# ARBEITSANWEISUNGEN:
(a) Erläutern Sie in ein bis drei Sätzen, warum es laut dem Textausschnitt bei Michael Hoffmann Tomaten nur noch zweieinhalb Monate im Jahr gibt.
(b) Geben Sie die Passage aus dem Textausschnitt wörtlich wieder, beginnend mit „Berlin. Michael Hoffmann“ und fortlaufend bis einschließlich „Bestand bedrohten Thunfisch.“.
____ TEXTAUSSCHNITT
Michael Hoffmann: Der Koch des Jahres erntet selbst
Michael Hoffmann, Besitzer des Berliner Restaurants Margaux, setzt eher auf Gemüse statt Fleisch.
Berlin. Michael Hoffmann geht neue Wege. Der Sternekoch aus dem Berliner Regierungsviertel hat die Gänsestopfleber von der Karte genommen, aus ethischen Motiven, und auch den im Bestand bedrohten Thunfisch.
Tomaten gibt es nur noch zweieinhalb Monate im Jahr, so lange, wie er sie mit anderen Kräutern und Gemüse im eigenen Garten ernten kann.
"Koch & Gärtner" steht unter der Speisekarte im Restaurant "Margaux" unweit des Brandenburger Tores. In den edel mit Onyx-Gestein verzierten Räumen serviert Hoffmann in Kalbsfond gelierte Makrele oder in Meersalz gegarte Taube mit einem Sandwich von Boskop-Apfel und Sauerampfer.
Im Gemüsemenü kommen Gewürzgurken-Eierstich und Kartoffel-Esspapier vor oder die kandierte Aubergine mit geräucherter Topinambur-Creme, gebratenen Salatstielen und Koriandersaat.
"Ich habe mich vom Französischen verabschiedet", sagt Hoffmann, der jetzt von der "Feinschmecker"-Redaktion zum "Koch des Jahres 2010" gekürt worden ist. Die Bewertungen der Hamburger gelten als wichtige Ehrung, gleich nach den Sternen des "Michelin"-Führers, (ein Stern für Hoffmann) und den Punkten des "Gault-Millau" (17 von 20 Punkten).
Hoffmann bekommt leuchtende Augen, wenn er von seinem Garten spricht: "Der hat mich richtig geerdet", sagt der Hesse, der in Dillingen "mitten im Wald" aufwuchs und der Großmutter beim Kochen half. In 17 Küchen arbeitete er, auch bei Eckart Witzigmann und im Hamburger Hotel "Vier Jahreszeiten", bevor er vor zehn Jahren das "Margaux" übernahm, das er seit 2003 allein besitzt.
________
____ ANGEZEIGTE ZEILEN
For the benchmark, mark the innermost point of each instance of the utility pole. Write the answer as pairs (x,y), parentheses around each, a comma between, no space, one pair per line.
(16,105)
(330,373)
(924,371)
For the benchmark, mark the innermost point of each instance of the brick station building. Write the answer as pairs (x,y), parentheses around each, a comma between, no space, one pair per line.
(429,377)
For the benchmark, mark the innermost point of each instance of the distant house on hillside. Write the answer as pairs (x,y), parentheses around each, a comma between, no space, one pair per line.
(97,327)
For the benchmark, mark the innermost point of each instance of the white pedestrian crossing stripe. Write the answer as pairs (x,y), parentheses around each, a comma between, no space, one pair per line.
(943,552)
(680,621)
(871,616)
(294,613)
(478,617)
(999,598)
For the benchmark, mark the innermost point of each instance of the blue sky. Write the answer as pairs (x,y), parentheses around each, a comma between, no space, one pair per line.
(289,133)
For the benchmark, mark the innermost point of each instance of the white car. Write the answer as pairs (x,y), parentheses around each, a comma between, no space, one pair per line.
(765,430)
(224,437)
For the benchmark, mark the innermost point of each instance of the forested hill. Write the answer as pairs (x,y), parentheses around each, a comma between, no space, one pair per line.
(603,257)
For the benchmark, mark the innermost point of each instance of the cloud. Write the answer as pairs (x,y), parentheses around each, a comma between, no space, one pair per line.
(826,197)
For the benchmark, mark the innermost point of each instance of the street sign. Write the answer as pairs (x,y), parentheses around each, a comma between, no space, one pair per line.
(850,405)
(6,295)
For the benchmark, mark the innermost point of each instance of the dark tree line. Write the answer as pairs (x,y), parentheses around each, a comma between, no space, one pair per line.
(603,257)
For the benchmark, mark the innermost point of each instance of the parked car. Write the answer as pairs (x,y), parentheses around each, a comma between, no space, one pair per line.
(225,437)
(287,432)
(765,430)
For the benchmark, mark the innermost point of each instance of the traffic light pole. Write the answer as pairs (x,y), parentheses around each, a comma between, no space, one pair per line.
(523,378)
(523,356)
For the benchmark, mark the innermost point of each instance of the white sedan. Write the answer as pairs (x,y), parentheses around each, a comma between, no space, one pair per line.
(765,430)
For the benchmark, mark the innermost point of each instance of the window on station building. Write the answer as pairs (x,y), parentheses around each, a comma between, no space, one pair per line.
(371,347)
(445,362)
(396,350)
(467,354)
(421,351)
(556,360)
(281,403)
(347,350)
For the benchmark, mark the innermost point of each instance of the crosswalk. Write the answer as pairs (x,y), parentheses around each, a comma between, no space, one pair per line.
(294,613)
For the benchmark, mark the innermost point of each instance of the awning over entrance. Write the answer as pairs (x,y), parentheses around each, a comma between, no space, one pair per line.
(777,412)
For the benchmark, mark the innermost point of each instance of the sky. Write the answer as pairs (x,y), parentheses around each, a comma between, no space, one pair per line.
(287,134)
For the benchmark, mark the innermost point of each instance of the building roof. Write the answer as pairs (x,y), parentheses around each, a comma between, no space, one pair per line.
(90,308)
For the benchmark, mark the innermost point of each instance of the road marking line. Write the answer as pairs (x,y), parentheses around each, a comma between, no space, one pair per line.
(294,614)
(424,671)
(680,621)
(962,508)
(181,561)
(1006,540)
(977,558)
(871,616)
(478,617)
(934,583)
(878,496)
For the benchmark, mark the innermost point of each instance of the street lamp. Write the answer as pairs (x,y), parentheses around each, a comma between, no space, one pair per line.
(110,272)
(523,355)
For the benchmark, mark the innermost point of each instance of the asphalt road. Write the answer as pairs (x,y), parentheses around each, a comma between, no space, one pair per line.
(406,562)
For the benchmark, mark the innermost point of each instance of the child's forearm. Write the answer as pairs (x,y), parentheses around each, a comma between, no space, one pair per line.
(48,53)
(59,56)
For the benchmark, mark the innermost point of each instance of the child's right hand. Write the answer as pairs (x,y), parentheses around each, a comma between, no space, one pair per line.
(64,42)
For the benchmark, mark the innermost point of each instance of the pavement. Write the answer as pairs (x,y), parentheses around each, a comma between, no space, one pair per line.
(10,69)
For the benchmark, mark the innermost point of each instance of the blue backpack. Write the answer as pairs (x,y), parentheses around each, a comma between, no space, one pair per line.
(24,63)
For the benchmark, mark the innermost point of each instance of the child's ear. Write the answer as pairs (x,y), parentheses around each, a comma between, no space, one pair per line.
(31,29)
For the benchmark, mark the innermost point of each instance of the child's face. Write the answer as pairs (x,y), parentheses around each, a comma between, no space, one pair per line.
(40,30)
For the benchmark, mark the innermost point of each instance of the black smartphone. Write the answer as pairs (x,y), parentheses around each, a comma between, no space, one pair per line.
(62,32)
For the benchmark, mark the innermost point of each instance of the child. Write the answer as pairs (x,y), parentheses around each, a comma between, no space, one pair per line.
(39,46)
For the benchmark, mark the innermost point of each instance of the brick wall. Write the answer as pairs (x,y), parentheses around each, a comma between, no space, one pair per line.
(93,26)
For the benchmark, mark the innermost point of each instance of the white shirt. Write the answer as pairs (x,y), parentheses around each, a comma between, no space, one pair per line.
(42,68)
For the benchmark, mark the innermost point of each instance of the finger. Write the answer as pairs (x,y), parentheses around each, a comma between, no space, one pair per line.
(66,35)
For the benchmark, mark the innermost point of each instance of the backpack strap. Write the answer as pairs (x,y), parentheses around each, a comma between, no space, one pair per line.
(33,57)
________
# ANTWORTEN JE AUFGABE:
(a) Hoffmann bietet Tomaten nur so lange an, wie er sie zusammen mit anderen Kräutern und Gemüse im eigenen Garten ernten kann. Dieser Zeitraum umfasst zweieinhalb Monate im Jahr.

(b)
Berlin. Michael Hoffmann geht neue Wege. Der Sternekoch aus dem Berliner Regierungsviertel hat die Gänsestopfleber von der Karte genommen, aus ethischen Motiven, und auch den im Bestand bedrohten Thunfisch.